**Objective:** Turn the lines below into a numbered list, leaving out any blank lines. Start at the line that contains "Please locate the gray seat", stop after the line that contains "column 444, row 423", and include nothing else.

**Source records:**
(begin)
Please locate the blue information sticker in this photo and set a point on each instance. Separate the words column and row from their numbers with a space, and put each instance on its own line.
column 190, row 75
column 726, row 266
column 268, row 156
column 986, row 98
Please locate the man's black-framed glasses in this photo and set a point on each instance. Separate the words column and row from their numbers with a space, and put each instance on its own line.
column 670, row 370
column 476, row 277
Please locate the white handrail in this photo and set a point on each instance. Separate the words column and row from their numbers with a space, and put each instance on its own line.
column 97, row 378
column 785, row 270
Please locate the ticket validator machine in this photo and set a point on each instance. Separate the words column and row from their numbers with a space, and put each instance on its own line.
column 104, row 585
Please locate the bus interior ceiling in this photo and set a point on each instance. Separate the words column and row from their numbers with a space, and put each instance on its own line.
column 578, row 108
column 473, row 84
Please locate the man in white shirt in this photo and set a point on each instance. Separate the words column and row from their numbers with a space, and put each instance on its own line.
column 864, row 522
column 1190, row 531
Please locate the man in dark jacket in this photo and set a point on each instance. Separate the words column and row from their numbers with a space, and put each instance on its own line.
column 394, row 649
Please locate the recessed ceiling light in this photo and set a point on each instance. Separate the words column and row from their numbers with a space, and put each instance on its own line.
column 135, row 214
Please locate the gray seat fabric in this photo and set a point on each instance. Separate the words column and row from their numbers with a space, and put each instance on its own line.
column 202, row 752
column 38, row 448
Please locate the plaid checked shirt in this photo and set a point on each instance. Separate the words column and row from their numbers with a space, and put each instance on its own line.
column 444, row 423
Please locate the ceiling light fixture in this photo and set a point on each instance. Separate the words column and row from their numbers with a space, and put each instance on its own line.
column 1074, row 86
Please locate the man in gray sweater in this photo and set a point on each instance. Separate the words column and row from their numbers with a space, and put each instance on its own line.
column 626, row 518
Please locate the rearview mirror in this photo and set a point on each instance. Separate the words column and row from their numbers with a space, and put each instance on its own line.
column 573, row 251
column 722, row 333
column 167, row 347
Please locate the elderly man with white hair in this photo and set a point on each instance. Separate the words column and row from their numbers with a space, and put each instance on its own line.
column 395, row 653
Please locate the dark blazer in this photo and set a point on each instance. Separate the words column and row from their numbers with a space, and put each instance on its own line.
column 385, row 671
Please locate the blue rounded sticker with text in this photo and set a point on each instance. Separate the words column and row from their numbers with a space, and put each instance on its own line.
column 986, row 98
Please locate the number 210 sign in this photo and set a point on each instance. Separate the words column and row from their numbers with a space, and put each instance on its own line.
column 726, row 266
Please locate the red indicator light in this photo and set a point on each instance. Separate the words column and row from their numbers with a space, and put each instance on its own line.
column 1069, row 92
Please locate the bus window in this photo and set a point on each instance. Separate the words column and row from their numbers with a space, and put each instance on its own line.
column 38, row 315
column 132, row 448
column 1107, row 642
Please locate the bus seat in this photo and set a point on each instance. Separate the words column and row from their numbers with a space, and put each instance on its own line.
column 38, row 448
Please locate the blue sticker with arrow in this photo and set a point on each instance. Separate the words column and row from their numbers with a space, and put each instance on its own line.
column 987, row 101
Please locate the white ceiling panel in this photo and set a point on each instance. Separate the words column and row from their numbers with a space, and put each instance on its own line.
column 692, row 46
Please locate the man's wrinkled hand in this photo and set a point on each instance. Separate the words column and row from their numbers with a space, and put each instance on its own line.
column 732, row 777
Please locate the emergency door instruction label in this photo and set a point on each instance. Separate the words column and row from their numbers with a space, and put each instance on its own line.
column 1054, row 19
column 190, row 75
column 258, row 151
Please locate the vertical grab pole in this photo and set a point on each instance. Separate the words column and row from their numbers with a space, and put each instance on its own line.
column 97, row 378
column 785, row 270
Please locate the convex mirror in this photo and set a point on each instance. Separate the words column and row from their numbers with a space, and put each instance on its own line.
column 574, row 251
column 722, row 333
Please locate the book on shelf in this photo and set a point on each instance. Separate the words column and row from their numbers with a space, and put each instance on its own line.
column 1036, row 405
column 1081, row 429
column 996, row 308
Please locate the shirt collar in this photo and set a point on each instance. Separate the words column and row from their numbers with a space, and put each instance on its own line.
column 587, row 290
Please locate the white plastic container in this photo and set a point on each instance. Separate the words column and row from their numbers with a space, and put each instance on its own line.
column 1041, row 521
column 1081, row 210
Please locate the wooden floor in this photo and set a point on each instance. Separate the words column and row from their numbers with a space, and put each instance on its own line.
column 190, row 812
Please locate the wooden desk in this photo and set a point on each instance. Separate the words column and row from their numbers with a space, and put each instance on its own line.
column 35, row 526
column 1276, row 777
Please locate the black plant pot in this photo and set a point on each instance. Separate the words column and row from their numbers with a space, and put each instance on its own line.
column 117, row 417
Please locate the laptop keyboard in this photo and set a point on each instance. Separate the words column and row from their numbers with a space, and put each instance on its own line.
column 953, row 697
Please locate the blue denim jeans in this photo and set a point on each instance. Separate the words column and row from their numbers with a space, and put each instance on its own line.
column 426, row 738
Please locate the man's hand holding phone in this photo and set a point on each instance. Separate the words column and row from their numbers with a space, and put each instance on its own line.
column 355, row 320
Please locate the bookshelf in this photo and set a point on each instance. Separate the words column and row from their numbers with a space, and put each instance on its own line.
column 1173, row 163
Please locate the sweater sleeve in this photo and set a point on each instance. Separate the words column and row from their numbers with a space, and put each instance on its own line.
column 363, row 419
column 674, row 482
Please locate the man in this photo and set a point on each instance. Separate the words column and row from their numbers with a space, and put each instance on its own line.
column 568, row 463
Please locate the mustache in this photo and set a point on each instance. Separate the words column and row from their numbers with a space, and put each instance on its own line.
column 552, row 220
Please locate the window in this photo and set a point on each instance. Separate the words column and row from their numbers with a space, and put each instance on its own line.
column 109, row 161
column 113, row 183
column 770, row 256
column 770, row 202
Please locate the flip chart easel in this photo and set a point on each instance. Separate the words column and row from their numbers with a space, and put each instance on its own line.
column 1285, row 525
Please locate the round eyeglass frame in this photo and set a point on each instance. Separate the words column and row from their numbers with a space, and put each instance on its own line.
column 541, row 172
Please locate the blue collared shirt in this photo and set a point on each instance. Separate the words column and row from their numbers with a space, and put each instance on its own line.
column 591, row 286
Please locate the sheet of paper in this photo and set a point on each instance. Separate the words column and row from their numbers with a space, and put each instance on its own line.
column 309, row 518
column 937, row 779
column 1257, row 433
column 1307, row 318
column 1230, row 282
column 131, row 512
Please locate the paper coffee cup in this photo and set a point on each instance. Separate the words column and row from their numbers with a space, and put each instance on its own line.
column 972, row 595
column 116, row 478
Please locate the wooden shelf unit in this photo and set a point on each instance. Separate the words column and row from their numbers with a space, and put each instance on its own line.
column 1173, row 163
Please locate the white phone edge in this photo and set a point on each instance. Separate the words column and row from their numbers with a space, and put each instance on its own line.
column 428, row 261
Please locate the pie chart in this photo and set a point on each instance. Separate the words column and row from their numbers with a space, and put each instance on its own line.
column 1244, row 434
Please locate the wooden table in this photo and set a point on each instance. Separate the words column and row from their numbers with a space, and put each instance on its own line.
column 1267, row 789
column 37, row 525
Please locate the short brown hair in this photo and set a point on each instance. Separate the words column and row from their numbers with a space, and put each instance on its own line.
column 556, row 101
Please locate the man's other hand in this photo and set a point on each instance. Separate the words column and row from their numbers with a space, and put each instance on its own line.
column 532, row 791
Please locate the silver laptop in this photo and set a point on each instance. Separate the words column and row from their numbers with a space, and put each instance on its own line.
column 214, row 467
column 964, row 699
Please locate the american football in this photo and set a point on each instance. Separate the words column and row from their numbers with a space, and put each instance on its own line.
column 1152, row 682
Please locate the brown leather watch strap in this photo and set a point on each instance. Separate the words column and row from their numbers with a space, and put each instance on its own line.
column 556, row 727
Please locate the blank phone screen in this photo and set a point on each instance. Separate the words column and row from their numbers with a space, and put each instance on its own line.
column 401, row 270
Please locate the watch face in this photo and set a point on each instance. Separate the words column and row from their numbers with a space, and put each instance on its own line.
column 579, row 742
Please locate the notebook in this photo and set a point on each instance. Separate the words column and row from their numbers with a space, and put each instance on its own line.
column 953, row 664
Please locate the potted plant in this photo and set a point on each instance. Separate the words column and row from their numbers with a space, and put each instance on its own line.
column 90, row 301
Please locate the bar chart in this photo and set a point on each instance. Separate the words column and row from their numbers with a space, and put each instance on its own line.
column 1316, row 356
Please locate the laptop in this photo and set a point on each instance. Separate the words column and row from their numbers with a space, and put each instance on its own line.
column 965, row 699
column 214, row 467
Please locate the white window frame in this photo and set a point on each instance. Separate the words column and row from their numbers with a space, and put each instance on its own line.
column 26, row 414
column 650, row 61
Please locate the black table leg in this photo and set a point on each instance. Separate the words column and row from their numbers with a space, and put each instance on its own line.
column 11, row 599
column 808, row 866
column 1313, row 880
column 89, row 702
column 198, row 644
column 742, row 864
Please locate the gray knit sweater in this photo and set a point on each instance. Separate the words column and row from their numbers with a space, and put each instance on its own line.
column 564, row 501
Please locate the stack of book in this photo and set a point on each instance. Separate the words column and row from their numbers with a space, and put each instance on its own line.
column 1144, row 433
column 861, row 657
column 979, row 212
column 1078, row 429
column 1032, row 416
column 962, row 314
(end)
**Completed exercise:**
1. Please locate the gray seat fabric in this photo and set a point on each instance. Separate the words column and row from their numbers with a space, and put each instance on its own line.
2. column 202, row 752
3. column 38, row 448
4. Please locate the plaid checked shirt in this photo and set a point on each instance. Separate the words column and row from their numbers with a space, and put each instance on its own line.
5. column 444, row 423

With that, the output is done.